◆ Stated goal
Rewrite the records below, changing every "stone" to "granite" and leaving everything else unchanged.

◆ Dataset entries
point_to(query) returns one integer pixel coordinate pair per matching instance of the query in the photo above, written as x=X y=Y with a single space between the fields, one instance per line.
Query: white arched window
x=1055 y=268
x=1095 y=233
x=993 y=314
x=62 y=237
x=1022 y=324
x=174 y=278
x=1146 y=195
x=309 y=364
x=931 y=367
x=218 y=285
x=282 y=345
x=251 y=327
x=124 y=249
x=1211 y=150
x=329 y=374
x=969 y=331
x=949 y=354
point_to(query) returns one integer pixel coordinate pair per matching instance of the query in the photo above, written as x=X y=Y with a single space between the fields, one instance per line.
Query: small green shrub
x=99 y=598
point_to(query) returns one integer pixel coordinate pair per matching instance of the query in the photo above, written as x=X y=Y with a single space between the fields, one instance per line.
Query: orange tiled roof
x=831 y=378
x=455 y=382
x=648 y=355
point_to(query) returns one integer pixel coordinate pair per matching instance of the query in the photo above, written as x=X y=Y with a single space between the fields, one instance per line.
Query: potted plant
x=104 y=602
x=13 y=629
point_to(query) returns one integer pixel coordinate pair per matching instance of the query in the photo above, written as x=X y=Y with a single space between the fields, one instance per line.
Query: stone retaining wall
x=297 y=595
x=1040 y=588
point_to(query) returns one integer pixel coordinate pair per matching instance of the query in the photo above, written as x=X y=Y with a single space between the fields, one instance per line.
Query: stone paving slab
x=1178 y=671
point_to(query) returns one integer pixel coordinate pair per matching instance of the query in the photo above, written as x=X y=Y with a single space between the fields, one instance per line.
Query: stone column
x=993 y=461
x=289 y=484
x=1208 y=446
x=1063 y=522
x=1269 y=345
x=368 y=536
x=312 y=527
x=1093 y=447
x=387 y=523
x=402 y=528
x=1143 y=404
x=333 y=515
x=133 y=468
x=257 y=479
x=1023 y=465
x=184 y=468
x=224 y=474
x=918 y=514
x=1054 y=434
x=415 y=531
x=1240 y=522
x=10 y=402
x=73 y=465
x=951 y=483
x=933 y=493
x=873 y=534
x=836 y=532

◆ Output for this task
point_to(query) returns one integer pixel coordinate pair per matching instance of the query in the photo above, written as x=X y=Y with a single space between the fields, one instance per line.
Query: white arched window
x=1055 y=268
x=1095 y=233
x=993 y=314
x=62 y=237
x=1022 y=324
x=174 y=278
x=1146 y=195
x=309 y=364
x=931 y=367
x=218 y=285
x=282 y=345
x=251 y=327
x=124 y=249
x=1211 y=150
x=329 y=374
x=969 y=331
x=949 y=354
point_to(query) returns one integer pixel coordinate pair per matching instance of the query in the photo above, written as x=X y=Y with a single space between the fields, one instance per line.
Query: small green shrub
x=99 y=598
point_to(query) returns one integer pixel coordinate pair per matching instance of the query in the photo above, written as x=X y=Y with a single space between the fields, one instance per line.
Query: orange tiled roof
x=831 y=378
x=455 y=382
x=648 y=355
point_to(query) returns one integer pixel coordinate pair per matching instance of the query in the photo above, written as x=X y=Y with a single space between the fields, one instance per line.
Query: potted plant
x=104 y=602
x=13 y=629
point_to(query) returns one integer pixel coordinate pair per matching instance of the query in the photo above, written as x=X y=Y with a single space between the fields, one instance per line.
Query: granite retaining wall
x=297 y=595
x=1040 y=588
point_to(query) returns one integer pixel coordinate pair per matching instance of the query in the photo above, written as x=X y=Y with a single space between the fields, one instance per line.
Query: granite paving slab
x=1178 y=671
point_to(query) returns one integer pixel coordinate pair per matching instance of the query in the photo above, written as x=X y=Y with a single space between the fields, one instance per line.
Query: granite column
x=993 y=461
x=289 y=484
x=1208 y=446
x=1063 y=522
x=1269 y=345
x=368 y=536
x=312 y=527
x=1093 y=447
x=387 y=523
x=402 y=528
x=1143 y=404
x=333 y=515
x=133 y=468
x=257 y=479
x=1023 y=465
x=184 y=468
x=224 y=474
x=918 y=514
x=1054 y=434
x=415 y=531
x=1240 y=522
x=10 y=402
x=73 y=465
x=951 y=483
x=933 y=493
x=873 y=534
x=836 y=532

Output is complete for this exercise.